▶ _Source passage_
Thursday, July 23, 2009

Harlequin, the mockingbirds and revenge

It's been a trying year for Harlequin the Backyard Cat.

First it was those stupid, fat squirrels taunting her this spring as they nibbled silver maple seeds, their succulent bodies bouncing on the tiniest of twigs, just out of Harlequin's reach.

Of course, as soon as the seeds were all gone, the squirrels disappeared too, leaving Harlequin to repair her feline dignity - which she did by making war on this year's bumper crop of mice in the unmowed "back forty" of our yard.

Then the trouble with mockingbirds began.
Normally, we have one mockingbird in our back yard. He sits atop the power pole at the bottom corner of our lot and sings his heart out.

But this summer, a mockingbird pair had built a nest somewhere in our back yard, and in classic mockingbird fashion, they set out to harass every living creature within 100 yards of their clutch.

At first, we'd notice Harlequin trotting across the yard with an angry mockingbird in tow, squawking and swooping to within a few feet of her. A wise distance for the bird to keep, as Harlequin is a notorious bird killer, known to smack hummingbirds out of the sky and swallow them in one bite.

Then, the harassment intensified. Harlequin would be sitting on our deck trying to nap - not even thinking of stupid little baby birds at the back of the property - and both mockingbirds would be orbiting her raucously. If perchance we opened the door, she would gratefully slip inside, not even bothering to fake that famous feline indifference.

Finally, it started getting really ugly. Whenever Harlequin wanted to get from her shady spot in the garden to the deck where we keep a bowl full of water for her, she had to sprint - incredibly undignified! - as the mockingbirds dive bombed her like kamikazes, pecking her shoulders all the way. If we didn't open the door for her, I'm certain she would've crashed through it. Anything to get away from these horrible birds!

▶ _Exercise instructions_
**A)** Turn the entries from the line with "target: white cumulus cloud" up to and including the line with "131 24 L 128" into a Markdown table with the columns Row and Line, one row per line with blank lines omitted.
**B)** Continue the post about Harlequin and the mockingbirds, starting right after its final sentence.

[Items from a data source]

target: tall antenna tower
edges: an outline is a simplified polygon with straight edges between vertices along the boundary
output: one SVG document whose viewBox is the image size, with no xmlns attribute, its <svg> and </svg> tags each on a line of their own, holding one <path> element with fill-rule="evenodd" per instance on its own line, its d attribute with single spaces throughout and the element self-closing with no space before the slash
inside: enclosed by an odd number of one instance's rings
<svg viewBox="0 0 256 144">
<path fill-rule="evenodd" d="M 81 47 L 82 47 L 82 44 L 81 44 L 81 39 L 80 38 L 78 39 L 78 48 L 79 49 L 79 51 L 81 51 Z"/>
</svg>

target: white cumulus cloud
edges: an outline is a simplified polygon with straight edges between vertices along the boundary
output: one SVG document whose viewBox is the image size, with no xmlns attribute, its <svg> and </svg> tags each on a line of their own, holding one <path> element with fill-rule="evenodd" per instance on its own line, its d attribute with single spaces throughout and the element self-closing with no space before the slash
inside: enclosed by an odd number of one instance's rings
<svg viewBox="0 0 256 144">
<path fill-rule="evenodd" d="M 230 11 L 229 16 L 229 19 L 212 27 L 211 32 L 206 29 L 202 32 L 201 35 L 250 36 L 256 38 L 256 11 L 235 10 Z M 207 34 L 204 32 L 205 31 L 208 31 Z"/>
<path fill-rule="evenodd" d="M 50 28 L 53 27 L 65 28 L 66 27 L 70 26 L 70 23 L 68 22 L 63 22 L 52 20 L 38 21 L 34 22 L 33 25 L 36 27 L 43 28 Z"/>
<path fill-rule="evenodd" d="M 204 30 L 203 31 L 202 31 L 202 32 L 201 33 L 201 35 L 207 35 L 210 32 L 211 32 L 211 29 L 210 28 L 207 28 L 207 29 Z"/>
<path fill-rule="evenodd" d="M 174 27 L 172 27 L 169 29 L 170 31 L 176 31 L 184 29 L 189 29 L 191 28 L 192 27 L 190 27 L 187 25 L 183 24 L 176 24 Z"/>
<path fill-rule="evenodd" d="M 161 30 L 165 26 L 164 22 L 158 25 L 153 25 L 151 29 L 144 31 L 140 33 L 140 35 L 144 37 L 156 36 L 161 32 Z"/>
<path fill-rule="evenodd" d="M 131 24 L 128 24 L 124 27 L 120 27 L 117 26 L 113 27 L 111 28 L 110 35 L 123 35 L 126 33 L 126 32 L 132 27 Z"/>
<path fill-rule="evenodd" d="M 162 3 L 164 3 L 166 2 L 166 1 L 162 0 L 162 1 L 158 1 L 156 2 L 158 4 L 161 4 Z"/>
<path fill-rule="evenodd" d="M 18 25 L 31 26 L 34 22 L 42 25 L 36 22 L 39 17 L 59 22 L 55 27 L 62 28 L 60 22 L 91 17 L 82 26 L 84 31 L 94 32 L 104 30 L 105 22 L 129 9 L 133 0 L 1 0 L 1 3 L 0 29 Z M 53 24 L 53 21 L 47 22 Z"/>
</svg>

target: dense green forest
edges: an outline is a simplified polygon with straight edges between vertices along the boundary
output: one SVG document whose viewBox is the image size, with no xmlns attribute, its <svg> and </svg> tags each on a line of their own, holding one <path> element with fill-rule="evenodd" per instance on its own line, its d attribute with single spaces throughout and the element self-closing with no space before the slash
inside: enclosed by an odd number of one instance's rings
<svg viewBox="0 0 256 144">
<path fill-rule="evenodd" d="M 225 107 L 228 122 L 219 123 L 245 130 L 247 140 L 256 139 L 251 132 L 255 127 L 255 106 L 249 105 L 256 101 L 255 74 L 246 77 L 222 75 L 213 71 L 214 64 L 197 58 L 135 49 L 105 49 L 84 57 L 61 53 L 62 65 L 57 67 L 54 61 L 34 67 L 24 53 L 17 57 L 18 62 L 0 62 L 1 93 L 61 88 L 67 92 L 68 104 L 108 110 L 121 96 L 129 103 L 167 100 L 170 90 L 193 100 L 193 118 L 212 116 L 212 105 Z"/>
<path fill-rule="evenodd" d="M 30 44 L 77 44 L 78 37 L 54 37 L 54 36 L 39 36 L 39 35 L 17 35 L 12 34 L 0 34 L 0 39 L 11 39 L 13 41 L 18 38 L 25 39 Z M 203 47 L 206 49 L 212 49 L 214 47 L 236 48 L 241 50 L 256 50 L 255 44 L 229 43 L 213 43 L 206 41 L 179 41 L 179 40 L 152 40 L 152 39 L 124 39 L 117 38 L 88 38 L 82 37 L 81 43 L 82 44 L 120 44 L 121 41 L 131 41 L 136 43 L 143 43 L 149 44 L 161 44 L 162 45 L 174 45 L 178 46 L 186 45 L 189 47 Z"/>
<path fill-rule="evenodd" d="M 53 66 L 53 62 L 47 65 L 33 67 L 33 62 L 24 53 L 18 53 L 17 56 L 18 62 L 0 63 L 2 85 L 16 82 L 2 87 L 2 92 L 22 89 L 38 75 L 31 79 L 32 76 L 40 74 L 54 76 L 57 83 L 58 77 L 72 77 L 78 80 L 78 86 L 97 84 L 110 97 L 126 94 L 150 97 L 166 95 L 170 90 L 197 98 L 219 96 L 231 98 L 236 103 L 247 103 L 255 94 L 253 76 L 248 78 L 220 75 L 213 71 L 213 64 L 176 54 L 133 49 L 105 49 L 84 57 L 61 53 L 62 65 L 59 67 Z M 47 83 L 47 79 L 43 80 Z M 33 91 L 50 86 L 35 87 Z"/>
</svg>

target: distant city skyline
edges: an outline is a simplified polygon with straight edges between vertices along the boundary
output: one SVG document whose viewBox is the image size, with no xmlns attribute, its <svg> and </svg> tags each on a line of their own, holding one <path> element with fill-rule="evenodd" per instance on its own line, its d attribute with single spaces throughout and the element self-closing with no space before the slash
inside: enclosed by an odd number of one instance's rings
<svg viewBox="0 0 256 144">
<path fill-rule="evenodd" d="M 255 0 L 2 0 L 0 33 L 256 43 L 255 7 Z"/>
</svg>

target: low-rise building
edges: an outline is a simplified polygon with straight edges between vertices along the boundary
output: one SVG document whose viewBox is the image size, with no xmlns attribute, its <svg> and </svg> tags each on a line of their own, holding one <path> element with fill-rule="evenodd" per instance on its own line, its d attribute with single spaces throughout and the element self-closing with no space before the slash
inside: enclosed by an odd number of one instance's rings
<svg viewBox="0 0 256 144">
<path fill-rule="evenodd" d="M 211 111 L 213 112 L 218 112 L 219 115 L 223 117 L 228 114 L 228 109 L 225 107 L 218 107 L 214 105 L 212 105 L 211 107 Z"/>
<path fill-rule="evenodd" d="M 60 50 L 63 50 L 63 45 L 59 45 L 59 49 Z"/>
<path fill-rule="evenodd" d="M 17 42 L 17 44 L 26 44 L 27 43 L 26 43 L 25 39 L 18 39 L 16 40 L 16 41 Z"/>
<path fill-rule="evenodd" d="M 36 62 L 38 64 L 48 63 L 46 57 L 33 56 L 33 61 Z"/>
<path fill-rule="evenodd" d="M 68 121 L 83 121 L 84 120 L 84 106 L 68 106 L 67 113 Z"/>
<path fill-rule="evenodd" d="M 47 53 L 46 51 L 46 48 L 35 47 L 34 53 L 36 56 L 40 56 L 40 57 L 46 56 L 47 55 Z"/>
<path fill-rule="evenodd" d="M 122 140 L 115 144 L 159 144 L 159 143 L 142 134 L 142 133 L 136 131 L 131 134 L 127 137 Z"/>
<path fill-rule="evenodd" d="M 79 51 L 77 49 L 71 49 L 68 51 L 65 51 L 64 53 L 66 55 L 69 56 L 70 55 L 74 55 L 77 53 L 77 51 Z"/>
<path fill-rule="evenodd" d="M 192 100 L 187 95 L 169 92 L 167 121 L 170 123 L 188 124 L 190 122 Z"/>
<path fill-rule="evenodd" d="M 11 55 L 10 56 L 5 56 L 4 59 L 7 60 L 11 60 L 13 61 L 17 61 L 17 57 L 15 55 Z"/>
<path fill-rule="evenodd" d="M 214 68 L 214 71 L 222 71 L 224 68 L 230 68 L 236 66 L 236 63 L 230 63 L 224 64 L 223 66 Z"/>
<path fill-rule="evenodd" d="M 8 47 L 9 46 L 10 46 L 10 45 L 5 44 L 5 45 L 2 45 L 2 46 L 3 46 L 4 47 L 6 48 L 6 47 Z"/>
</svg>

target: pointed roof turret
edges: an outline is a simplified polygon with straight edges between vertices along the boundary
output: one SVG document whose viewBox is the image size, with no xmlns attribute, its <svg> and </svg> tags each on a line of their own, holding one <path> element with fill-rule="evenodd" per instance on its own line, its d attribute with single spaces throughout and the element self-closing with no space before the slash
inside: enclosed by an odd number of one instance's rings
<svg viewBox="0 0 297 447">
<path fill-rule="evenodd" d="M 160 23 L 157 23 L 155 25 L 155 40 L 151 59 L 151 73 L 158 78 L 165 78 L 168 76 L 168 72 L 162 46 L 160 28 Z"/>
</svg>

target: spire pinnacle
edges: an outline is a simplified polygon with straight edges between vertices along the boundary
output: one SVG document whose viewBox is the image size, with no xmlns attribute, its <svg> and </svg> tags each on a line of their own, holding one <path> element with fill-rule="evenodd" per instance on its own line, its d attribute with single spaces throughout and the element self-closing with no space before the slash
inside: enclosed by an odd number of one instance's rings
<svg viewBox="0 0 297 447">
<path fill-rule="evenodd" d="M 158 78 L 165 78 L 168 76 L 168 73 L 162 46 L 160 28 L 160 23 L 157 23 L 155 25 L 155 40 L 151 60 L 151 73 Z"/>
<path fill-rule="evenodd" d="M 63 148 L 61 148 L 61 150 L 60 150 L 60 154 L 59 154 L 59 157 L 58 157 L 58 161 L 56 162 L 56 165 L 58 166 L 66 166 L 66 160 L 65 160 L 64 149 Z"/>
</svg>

▶ _Outputs_
**A)**
| Row | Line |
|---|---|
| 1 | target: white cumulus cloud |
| 2 | edges: an outline is a simplified polygon with straight edges between vertices along the boundary |
| 3 | output: one SVG document whose viewBox is the image size, with no xmlns attribute, its <svg> and </svg> tags each on a line of their own, holding one <path> element with fill-rule="evenodd" per instance on its own line, its d attribute with single spaces throughout and the element self-closing with no space before the slash |
| 4 | inside: enclosed by an odd number of one instance's rings |
| 5 | <svg viewBox="0 0 256 144"> |
| 6 | <path fill-rule="evenodd" d="M 230 11 L 229 16 L 229 19 L 212 27 L 211 32 L 206 29 L 202 32 L 201 35 L 250 36 L 256 38 L 256 11 L 235 10 Z M 207 34 L 204 32 L 205 31 L 208 31 Z"/> |
| 7 | <path fill-rule="evenodd" d="M 50 28 L 53 27 L 65 28 L 66 27 L 70 26 L 70 23 L 68 22 L 63 22 L 52 20 L 38 21 L 34 22 L 33 25 L 36 27 L 43 28 Z"/> |
| 8 | <path fill-rule="evenodd" d="M 204 30 L 203 31 L 202 31 L 202 32 L 201 33 L 201 35 L 207 35 L 210 32 L 211 32 L 211 29 L 210 28 L 207 28 L 207 29 Z"/> |
| 9 | <path fill-rule="evenodd" d="M 174 27 L 172 27 L 169 29 L 170 31 L 176 31 L 184 29 L 189 29 L 191 28 L 192 27 L 190 27 L 187 25 L 183 24 L 176 24 Z"/> |
| 10 | <path fill-rule="evenodd" d="M 161 30 L 165 26 L 164 22 L 158 25 L 153 25 L 151 29 L 144 31 L 140 33 L 140 35 L 144 37 L 156 36 L 161 32 Z"/> |
| 11 | <path fill-rule="evenodd" d="M 131 24 L 128 24 L 124 27 L 120 27 L 117 26 L 113 27 L 111 28 L 110 35 L 123 35 L 126 33 L 126 32 L 132 27 Z"/> |

**B)**
We had never seen the mighty huntress so utterly cowed. She might as well have been a dog.

Of course, no cat can harbor such humiliation for long.

One day, Harlequin brought something to our doorstep.

A baby mockingbird - barely fledged. Dead.

That'll teach 'em...

And she didn't treat this like any other bird she's ever killed. Normally, Harlequin has a voracious appetite, and after a suitable amount of catlike play with her prey, she always eats what she kills.

But she didn't eat this bird.

Not that day.

Not the next.

Not the day after that.

It finally disappeared from our step one night, but in whose paws, we'll never know. Could've been a raccoon. If Harlequin had had her druthers, I think she'd have stuck that fledgling on a pole and let it mummify there, for all the mockingbirds to see forever.

The silence in our yard was eerie.

After a few days, though, one of the mockingbirds finally came back, behaving as he had before The Nest. And Harlequin resumed hunting mice in the back forty. Life had returned to normal.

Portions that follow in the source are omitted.